◆ TRECHO SELECIONADO

_ _ _

Simone registrou boletim de ocorrência. O inquérito nº 10.541/97-43 foi encerrado em 14 dias e encaminhado ao Ministério Público estadual, que pediu o arquivamento do caso em juízo. Como fundamento, o MP justificou não haver "qualquer ato de racismo" ou "base para oferecimento de denúncia" de crime tipificado no art. 20 da Lei 1.7716/89 (Lei Caó). O magistrado acatou a manifestação ministerial e arquivou o caso. Nada insólito. Em outubro daquele ano, o Brasil foi representado na Comissão Interamericana dos Direitos Humanos da OEA (CIDH) pela a Subcomissão do Negro da Comissão de Direitos Humanos da Ordem dos Advogados do Brasil (OAB/SP) e o Instituto do Negro Padre Batista.
Criado por meio de uma campanha da Organização das Nações Unidas (ONU) e o Conjunto das Nações Unidas sobre HIV/AIDS (UNAIDS), em 2013, o dia Mundial da Discriminação Zero nasce em um contexto de luta contra a discriminação contra pessoas que vivem com HIV, incluindo igualmente qualquer outro tipo de preconceito social. Nesta senda, a campanha foi ampliada para uma perspectiva de direito à uma vida digna independente da raça, da etnia, da origem, da orientação sexual, da identidade de gênero ou religião.
Discriminação é uma expressão das desigualdades e não se resume a um debate moral e subjetivo. Contra ações discriminatórias individuais há remédios jurídicos específicos como o art. 140 §3º do Código Penal e o artigo 2º A da Lei 7.716/1989, por exemplo. O campo dogmático jurídico tem procurado respostas jurídicas e políticas para promover a igualdade e enfrentar a discriminação. Seu conceito jurídico é demarcado como uma cláusula de proibição no art. 3º, IV da Constituição Federal; como a reprovação jurídica de violações ao princípio da igualdade. Temos, portanto, uma base constitucional, um pacto de nação, baseado em uma ideia de igualdade plena.
De uma maneira geral, promover o bem de todos, sem preconceitos de origem, raça, sexo, cor, idade e quaisquer outras formas de discriminação implica na necessidade de produzir um tratamento desigual para atender as necessidades específicas daqueles grupos mais vulnerabilizados, cuja abstração universalista do direito à igualdade- baseado em um sujeito de direito universal- não se aplica em sua materialidade.
Para diminuir a distância entre o real desigual e a pretensão de uma igualdade idealizada, existem estratégias como as ações afirmativas, que servem para fortalecer direitos daqueles em situação de desvantagem social como pessoas negras, mulheres, pessoas vulneráveis financeiramente e pessoas com deficiência5. Ademais, há leis protetivas específicas como o Estatuto da Pessoa com Deficiência (Lei nº 13.146/2015), Estatuto da Criança e do Adolescente (Lei nº 8.069/90), Estatuto da Pessoa Idosa (Lei nº 10.741/03)e a Lei Maria da Penha (Lei 11.340/06), Estatuto da Igualdade Racial (Lei nº 12.288/10), Lei do Racismo (lei nº 7.716/89; alterado pela Lei 14.532/23), entre outras normativas.

_ _ _

◆ MATERIAL FORNECIDO
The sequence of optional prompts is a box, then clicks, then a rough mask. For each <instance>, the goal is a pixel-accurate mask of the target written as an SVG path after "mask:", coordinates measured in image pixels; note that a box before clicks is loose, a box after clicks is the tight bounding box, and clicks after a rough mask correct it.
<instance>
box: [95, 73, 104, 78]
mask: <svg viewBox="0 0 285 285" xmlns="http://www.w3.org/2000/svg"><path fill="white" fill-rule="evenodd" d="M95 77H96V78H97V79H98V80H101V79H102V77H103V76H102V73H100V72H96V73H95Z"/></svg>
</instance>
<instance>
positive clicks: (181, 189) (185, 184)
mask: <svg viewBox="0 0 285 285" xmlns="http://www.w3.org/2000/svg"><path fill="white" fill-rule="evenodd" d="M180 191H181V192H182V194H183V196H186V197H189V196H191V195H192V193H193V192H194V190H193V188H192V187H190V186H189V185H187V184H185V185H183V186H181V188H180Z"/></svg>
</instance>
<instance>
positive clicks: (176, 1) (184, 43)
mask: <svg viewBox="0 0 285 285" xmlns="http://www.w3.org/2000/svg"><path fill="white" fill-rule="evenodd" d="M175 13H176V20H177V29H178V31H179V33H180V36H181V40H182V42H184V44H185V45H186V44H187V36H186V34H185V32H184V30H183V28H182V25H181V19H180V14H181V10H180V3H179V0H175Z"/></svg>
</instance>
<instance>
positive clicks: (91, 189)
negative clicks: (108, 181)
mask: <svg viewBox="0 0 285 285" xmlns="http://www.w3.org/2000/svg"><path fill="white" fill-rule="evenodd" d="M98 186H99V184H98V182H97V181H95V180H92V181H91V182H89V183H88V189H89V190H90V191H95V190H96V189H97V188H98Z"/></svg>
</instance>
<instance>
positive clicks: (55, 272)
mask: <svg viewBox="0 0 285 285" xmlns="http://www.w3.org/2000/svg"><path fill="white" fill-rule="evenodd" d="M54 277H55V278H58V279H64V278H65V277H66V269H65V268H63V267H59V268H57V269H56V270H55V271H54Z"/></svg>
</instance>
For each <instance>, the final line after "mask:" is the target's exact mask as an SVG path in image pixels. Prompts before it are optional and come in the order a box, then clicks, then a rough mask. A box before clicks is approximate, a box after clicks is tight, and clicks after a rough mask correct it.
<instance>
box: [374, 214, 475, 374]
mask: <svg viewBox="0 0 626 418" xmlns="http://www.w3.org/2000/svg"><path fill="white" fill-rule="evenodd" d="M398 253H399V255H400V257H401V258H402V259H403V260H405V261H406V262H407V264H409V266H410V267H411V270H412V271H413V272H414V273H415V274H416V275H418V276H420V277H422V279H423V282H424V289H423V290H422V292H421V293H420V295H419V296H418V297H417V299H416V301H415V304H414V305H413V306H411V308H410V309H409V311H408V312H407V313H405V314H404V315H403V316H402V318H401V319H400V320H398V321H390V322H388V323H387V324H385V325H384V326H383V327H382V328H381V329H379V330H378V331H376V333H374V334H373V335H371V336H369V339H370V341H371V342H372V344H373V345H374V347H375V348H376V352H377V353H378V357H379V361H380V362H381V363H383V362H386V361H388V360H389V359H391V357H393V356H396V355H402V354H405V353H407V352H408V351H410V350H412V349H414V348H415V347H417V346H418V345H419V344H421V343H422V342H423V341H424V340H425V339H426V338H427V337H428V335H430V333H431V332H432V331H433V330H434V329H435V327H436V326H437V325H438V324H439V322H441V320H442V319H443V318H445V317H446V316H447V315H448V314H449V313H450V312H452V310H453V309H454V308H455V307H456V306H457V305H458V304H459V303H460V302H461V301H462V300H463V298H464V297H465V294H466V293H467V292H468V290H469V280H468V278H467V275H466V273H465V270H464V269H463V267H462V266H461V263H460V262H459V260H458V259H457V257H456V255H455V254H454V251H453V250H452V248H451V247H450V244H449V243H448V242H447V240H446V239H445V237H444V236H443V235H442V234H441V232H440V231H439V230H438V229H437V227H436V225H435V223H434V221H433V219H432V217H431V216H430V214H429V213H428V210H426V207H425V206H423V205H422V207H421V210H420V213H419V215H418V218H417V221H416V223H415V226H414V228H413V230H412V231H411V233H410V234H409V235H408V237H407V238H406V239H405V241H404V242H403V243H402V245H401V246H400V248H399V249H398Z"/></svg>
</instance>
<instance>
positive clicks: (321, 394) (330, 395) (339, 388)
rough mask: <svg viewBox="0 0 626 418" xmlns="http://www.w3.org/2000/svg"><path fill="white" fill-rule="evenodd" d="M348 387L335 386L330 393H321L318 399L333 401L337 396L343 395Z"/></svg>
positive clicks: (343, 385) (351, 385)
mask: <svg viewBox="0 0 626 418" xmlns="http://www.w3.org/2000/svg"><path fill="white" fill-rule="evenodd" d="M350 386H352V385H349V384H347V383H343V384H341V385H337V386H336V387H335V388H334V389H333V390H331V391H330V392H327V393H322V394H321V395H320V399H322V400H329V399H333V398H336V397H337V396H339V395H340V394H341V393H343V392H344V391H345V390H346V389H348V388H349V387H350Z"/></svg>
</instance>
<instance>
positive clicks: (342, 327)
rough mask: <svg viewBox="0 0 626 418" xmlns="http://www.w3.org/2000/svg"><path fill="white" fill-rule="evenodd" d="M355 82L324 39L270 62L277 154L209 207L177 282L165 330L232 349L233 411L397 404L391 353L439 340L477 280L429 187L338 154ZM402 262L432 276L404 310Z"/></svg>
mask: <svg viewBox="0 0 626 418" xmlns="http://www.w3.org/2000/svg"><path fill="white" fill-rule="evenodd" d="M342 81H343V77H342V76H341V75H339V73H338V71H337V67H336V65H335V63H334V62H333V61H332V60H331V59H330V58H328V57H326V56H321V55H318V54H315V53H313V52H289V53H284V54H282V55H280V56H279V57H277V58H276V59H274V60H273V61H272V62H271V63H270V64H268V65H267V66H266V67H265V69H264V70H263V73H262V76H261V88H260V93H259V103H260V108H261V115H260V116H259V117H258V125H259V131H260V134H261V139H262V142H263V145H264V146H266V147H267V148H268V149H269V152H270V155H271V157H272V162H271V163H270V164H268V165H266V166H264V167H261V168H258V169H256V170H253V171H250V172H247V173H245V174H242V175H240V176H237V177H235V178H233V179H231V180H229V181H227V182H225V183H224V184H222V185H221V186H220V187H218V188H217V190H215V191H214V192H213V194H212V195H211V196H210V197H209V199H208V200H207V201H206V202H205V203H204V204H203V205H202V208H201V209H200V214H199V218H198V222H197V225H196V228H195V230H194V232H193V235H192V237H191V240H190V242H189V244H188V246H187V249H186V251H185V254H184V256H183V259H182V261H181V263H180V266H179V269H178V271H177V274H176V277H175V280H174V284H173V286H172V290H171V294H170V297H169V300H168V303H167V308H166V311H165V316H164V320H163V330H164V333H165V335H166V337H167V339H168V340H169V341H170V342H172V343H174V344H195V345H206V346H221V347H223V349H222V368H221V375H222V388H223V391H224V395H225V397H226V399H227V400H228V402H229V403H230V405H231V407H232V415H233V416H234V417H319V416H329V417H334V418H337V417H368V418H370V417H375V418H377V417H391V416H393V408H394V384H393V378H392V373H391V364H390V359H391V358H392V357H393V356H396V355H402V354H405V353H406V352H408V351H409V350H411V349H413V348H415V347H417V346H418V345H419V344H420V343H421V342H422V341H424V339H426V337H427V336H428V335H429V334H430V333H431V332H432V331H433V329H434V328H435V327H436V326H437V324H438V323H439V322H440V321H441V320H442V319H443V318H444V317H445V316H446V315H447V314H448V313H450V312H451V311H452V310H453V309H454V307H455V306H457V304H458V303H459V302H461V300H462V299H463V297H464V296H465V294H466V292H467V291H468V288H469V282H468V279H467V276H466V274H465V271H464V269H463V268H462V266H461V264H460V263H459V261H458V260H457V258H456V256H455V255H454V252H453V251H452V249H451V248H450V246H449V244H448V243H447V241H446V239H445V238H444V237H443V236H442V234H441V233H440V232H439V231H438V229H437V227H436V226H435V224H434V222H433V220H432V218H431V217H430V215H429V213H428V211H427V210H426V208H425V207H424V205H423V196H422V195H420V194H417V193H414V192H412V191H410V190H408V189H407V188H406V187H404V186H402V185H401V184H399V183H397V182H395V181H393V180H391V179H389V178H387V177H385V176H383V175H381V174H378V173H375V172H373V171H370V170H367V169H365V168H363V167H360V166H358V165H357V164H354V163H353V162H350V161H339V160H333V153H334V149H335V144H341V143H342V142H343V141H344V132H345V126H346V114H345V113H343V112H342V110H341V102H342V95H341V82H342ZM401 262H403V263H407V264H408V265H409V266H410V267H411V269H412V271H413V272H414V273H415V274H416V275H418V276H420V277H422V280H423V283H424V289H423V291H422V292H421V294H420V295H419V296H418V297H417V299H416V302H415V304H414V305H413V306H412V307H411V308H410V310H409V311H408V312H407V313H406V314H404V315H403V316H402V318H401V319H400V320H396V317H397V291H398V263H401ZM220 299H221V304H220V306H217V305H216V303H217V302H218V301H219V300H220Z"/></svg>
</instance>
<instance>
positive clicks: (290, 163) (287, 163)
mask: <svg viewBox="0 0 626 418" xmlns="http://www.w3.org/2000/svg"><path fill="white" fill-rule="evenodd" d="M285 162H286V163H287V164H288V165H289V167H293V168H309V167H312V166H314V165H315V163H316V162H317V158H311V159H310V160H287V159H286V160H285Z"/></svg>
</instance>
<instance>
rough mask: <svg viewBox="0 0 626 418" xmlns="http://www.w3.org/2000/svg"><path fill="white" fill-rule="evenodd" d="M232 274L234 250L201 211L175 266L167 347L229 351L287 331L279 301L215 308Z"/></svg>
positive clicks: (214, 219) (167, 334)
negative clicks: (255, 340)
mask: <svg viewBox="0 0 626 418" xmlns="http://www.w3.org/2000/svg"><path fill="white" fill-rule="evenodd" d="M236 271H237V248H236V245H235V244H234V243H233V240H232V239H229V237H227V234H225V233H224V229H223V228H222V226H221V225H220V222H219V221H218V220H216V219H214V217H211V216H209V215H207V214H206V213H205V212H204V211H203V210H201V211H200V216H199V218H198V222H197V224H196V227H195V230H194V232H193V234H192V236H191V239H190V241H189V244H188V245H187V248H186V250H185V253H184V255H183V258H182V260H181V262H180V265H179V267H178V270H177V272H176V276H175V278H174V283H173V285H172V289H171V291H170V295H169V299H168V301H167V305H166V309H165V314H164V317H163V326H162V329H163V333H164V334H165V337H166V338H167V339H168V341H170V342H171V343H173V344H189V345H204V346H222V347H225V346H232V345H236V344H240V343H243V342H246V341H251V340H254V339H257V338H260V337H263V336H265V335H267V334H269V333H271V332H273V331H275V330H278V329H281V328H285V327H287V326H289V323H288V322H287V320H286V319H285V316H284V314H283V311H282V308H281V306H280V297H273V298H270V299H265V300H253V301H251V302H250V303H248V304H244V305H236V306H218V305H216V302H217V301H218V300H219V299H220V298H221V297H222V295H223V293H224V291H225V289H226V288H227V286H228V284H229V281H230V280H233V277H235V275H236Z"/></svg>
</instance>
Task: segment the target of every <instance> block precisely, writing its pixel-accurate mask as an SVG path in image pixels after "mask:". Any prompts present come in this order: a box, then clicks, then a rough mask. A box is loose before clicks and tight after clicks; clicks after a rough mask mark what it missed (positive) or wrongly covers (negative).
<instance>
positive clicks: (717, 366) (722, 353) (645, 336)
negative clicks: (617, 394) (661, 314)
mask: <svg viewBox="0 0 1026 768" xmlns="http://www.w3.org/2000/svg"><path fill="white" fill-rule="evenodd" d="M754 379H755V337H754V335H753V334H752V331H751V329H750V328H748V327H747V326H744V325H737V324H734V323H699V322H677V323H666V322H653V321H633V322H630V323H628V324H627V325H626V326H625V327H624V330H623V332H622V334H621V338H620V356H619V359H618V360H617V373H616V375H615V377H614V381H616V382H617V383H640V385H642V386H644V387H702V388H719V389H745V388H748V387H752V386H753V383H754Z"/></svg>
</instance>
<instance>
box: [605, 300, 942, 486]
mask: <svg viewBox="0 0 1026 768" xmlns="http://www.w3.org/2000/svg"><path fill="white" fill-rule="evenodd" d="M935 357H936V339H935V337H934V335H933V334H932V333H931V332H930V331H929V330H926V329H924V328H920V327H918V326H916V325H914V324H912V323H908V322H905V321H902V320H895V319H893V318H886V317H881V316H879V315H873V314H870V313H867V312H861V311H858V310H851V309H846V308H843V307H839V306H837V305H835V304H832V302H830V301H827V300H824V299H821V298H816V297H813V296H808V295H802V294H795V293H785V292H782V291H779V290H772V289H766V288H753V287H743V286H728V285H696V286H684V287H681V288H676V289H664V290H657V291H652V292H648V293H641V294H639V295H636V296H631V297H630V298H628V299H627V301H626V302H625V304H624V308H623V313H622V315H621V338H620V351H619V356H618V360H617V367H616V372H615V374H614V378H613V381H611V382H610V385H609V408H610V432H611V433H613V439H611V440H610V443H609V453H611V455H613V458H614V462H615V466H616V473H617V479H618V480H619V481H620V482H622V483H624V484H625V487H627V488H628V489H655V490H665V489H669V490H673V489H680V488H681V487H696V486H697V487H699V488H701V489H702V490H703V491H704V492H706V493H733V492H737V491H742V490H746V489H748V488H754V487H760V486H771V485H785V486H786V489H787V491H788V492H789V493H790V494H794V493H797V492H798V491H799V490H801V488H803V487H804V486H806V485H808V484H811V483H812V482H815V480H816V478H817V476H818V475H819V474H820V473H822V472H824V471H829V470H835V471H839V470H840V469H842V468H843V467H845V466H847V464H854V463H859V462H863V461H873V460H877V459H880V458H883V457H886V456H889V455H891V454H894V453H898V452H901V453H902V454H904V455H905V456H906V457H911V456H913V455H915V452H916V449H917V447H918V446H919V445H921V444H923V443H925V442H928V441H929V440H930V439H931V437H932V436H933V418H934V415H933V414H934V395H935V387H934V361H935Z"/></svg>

_ _ _

◆ USANDO AS INFORMAÇÕES
1. Informe quantas linhas da listagem contêm a palavra "before", respondendo apenas com o número.
2. Retome o texto sobre discriminação e igualdade a partir do ponto em que ele termina.

◆ SUAS RESPOSTAS ESCRITAS
1. 3

2.
Mas não é só isso. É preciso ir além da norma. Voltemos ao caso Simone Diniz. A vítima possuía uma norma protetiva para penalizar o agente promotor da violência racial, contudo, foi revitimizada pelo Ministério Público. A aplicação de critérios que seriam juridicamente válidos é a forma de cognição do direito que segue os passos de um acesso à justiça restrito. Para além disto, quais repercussões jurídico-políticas observamos após a responsabilização do Estado brasileiro pela Comissão Interamericana de Direitos Humanos? É preciso disputar protocolos e procedimentos afinados com o projeto constitucional para garantir a efetividade de direitos fundamentais.
Por outro lado, discriminação e o preconceito mobilizam e fundamentam guerras e processos genocidas, como os que estão ocorrendo na Palestina e a escravização moderno-colonial que produz efeitos concretos na vida de pessoas negras e de mulheres, por exemplo.
De outro modo, manifestações discriminatórias tem sido centrais para o imaginário político-social do paradigma neoliberal, que centraliza um tradicionalismo moral excludente em resposta às políticas de combate à desigualdade social. Há um ressentimento contra políticas públicas de justiça social. Cresce uma extrema-direita global e anti plural que tem disputado uma noção de povo e de um sujeito único, moralmente definido nos valores tradicionais e religiosos e na reivindicação da família como uma tentativa de recuperação de um passado autoritário fundado em práticas escravistas.
Qual o horizonte de transformação? Aproveitemos esta data para fomentar a discussão de estratégias políticas e jurídicas para uma experiência de cidadania plena e plural para todas as pessoas, sem distinção.
Referências
1. A vaga era para empregada doméstica. Na quarta linha do anúncio, o principal requisito da candidata: "preferência branca". Disponível em: https://www1.folha.uol.com.br/fsp/cotidian/ff1811200620.htm. Acesso em 17 de julho de 2023.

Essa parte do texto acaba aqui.